— DO THIS —
Copy, unchanged, the lines of the material from the one containing "Locate every dark blue" through the one containing "[1000,394,1027,421]", including both of those lines.

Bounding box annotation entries
** BEGIN **

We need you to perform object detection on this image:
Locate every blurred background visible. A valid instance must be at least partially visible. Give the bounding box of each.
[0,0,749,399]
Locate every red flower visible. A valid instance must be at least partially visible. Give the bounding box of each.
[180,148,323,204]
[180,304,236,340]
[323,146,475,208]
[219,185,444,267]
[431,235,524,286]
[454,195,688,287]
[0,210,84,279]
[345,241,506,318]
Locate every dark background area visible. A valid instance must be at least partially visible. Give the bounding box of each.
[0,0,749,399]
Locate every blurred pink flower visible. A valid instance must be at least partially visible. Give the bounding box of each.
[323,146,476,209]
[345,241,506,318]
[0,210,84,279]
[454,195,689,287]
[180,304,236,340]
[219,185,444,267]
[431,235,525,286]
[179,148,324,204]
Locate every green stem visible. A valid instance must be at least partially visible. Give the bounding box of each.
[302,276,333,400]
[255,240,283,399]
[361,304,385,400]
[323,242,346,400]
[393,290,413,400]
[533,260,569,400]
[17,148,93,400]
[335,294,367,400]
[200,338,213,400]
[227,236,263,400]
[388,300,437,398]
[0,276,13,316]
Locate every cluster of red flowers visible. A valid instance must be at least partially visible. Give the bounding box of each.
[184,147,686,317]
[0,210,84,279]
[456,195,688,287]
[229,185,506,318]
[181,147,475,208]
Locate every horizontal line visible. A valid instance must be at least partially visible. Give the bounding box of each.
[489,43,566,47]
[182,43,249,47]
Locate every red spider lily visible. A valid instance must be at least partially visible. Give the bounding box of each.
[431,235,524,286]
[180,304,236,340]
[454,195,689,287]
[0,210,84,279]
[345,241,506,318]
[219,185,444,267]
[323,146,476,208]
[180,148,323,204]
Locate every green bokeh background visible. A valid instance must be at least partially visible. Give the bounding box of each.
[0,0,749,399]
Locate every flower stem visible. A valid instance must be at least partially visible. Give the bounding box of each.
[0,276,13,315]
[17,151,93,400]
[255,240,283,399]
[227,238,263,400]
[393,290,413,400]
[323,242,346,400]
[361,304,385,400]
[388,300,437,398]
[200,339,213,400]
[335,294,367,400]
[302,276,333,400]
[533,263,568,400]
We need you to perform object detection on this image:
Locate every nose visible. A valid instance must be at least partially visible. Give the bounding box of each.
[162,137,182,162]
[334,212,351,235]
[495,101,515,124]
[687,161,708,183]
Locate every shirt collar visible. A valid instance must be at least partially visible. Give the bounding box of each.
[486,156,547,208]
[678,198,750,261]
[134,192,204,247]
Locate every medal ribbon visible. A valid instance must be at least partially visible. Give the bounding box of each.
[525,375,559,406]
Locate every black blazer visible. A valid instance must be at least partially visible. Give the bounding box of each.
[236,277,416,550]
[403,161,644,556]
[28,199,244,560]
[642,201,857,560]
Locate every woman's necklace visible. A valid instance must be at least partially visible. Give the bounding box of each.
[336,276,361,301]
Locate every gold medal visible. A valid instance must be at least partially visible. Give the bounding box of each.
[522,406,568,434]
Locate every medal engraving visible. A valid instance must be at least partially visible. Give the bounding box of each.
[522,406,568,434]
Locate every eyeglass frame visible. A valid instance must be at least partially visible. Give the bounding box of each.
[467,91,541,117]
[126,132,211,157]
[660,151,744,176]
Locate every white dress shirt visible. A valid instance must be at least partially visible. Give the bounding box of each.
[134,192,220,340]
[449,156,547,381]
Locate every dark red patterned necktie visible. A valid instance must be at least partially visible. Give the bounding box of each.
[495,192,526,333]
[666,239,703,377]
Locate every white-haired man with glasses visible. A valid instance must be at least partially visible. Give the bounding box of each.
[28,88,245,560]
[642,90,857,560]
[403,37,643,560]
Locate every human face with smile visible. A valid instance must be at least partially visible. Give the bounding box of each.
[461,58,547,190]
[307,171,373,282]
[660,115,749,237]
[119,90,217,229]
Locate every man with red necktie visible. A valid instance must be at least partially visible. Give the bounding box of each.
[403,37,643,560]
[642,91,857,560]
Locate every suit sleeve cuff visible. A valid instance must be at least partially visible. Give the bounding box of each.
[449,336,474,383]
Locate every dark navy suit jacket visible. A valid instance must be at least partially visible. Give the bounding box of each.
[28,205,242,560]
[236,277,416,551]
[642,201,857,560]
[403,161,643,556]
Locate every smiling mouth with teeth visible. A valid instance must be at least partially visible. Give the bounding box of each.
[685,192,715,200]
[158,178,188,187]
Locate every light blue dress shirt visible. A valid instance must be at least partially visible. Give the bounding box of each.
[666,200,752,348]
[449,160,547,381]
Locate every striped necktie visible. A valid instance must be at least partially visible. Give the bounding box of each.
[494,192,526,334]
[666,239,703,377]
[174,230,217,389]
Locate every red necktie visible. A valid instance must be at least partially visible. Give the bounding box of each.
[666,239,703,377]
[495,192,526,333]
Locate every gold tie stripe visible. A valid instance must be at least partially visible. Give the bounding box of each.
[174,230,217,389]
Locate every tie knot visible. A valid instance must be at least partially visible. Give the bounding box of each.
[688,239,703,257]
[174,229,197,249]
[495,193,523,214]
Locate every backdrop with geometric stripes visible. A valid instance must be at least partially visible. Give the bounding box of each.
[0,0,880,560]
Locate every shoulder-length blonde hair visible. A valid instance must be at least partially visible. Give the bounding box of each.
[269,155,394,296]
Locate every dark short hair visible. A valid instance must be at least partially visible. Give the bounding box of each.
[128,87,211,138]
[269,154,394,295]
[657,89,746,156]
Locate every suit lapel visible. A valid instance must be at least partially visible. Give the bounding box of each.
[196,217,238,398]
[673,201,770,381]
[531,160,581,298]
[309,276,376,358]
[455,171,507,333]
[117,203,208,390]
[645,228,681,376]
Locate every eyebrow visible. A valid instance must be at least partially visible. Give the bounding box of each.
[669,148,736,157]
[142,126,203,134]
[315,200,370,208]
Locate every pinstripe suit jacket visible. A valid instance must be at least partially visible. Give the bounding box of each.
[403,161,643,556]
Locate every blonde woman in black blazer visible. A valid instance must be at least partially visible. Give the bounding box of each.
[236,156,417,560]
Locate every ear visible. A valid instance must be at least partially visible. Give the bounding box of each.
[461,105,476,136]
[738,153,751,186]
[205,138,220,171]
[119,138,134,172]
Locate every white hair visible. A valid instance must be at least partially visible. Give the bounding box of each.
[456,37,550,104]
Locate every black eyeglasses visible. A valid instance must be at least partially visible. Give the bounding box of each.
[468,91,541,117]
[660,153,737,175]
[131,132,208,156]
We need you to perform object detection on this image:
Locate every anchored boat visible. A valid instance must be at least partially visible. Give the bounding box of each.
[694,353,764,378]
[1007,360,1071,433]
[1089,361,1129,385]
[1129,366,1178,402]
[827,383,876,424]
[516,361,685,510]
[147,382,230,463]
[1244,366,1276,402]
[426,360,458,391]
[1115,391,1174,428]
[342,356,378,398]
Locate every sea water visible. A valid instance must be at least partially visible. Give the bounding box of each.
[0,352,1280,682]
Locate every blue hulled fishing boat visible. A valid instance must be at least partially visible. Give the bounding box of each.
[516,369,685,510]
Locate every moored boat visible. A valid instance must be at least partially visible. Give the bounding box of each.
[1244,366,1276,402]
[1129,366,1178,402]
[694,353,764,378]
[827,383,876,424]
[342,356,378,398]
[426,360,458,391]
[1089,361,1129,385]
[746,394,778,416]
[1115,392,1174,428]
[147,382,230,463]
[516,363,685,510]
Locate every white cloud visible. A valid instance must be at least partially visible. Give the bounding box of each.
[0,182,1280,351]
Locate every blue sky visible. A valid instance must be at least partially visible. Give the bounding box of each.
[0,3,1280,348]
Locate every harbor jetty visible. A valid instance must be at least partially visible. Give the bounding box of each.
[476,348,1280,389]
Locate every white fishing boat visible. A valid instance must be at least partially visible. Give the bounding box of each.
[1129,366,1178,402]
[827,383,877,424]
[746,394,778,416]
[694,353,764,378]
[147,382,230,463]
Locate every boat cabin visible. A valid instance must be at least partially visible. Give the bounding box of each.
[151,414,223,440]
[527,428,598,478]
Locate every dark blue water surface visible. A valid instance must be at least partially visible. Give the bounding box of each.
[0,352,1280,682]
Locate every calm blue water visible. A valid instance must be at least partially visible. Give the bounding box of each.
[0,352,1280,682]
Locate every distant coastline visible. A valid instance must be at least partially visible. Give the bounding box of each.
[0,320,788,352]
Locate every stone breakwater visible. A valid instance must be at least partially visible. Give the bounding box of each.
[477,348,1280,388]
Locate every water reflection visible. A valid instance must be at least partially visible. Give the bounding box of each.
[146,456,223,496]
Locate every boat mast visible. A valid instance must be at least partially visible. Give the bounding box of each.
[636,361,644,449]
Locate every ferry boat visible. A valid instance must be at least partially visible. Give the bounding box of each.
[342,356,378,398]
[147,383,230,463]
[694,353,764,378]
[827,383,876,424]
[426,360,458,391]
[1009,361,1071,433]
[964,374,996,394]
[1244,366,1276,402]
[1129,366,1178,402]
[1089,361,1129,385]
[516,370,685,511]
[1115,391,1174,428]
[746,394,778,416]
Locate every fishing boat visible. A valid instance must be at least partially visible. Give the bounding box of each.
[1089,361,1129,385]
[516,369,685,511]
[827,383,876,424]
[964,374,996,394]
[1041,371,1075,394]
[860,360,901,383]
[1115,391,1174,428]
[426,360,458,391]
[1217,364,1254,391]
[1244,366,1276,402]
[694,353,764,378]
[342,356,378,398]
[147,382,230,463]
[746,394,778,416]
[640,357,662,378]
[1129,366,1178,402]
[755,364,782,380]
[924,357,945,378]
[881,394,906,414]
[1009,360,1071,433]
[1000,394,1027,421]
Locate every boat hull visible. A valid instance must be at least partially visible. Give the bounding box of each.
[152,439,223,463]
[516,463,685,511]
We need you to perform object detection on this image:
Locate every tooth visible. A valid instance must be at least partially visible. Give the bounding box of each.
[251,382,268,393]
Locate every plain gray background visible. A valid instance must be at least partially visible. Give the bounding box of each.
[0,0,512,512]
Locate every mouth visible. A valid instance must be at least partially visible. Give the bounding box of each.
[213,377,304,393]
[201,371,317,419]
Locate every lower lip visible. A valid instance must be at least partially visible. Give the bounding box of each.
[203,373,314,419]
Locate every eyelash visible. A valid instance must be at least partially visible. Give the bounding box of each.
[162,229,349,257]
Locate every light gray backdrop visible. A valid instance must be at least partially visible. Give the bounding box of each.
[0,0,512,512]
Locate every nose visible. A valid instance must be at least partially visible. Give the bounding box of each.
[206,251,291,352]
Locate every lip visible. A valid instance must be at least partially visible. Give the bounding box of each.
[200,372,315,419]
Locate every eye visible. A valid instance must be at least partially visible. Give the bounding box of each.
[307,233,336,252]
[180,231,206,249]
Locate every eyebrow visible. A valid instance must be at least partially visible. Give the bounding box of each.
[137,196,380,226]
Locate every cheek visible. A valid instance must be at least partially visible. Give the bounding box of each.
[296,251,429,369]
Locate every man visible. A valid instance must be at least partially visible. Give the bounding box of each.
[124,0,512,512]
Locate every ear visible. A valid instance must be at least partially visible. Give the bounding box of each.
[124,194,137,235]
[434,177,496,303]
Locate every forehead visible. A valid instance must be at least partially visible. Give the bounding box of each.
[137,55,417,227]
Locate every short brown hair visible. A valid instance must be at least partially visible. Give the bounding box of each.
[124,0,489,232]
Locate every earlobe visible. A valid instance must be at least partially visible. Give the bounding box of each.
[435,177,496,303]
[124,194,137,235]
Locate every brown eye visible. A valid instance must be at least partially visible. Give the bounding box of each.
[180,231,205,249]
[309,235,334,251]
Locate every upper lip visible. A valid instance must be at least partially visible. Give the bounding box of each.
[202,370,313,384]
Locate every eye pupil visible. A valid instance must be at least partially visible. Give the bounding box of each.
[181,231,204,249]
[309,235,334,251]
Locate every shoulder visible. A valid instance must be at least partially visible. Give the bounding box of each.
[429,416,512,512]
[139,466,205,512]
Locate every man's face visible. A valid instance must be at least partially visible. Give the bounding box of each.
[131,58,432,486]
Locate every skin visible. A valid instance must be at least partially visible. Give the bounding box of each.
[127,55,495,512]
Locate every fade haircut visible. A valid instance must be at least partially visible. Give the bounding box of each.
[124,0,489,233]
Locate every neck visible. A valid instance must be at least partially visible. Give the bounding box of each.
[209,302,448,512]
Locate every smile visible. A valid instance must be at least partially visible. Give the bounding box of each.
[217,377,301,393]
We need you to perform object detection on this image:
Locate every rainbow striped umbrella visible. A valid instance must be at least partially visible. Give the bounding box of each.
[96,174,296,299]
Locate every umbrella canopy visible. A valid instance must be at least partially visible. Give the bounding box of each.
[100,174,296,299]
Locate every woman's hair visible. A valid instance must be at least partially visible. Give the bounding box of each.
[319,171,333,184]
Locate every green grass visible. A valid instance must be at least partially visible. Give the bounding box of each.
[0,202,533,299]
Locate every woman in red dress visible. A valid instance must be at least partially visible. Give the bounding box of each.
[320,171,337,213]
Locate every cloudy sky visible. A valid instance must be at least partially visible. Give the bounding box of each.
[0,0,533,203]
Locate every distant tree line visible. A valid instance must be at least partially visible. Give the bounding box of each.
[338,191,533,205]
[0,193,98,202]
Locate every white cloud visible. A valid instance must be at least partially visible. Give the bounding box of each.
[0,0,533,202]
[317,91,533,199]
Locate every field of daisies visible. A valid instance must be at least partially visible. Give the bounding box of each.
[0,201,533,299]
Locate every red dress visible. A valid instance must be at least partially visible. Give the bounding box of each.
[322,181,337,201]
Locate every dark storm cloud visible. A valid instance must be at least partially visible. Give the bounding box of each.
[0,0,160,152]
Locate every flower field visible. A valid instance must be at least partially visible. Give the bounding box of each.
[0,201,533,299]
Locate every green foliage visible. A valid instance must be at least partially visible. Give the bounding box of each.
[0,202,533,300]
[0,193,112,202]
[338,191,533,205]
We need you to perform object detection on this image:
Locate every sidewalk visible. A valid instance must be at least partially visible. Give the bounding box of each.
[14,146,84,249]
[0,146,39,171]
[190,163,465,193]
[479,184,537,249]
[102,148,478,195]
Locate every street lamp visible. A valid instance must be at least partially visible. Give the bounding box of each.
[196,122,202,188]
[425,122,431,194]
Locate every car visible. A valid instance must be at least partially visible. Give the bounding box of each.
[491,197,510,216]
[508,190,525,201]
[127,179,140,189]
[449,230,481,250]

** END **

— ANSWER FOR THIS EXERCISE —
Locate every dark blue water surface visible. A valid instance must be at least partially visible. Give the bounding box of each.
[0,352,1280,682]
Locate every calm blue water visible. A valid instance must be at least partially visible. Give the bounding box of each.
[0,352,1280,682]
Locate every distant coastline visible. A valid instance must be at least partially visible. Give the bounding box of each.
[0,320,788,352]
Locate every stone breakwater visible. A valid instance must be at least partially visible. Give the bounding box of each.
[477,348,1280,388]
Locate every water reflection visible. A valid instance must be at least partially visible. Give the bounding box of each.
[146,456,223,496]
Locate every boat mast visible. A valid instance must be at least partially visible. Give the bounding box of each.
[636,361,644,449]
Locate every ferry boat visible. A valid instance must be at least partially visible. Give the bounding box of each.
[342,356,378,398]
[147,383,230,463]
[694,353,764,378]
[827,383,876,424]
[426,360,458,391]
[1009,361,1071,433]
[964,374,996,394]
[1244,366,1276,402]
[1129,366,1178,402]
[1089,361,1129,385]
[516,370,685,511]
[1115,391,1174,428]
[746,394,778,416]
Locate every fishing boat visible. A valid instance must be at least partially visible. Give the bounding box of each.
[1089,361,1129,385]
[516,369,685,511]
[827,383,876,424]
[964,374,996,394]
[1041,371,1075,394]
[860,360,901,383]
[1115,391,1174,428]
[426,360,458,391]
[1217,364,1254,391]
[1244,366,1276,402]
[694,353,764,378]
[342,356,378,398]
[147,382,230,463]
[746,394,778,416]
[640,357,662,378]
[1129,366,1178,402]
[755,364,782,380]
[924,357,945,378]
[881,394,906,414]
[1009,360,1071,433]
[1000,394,1027,421]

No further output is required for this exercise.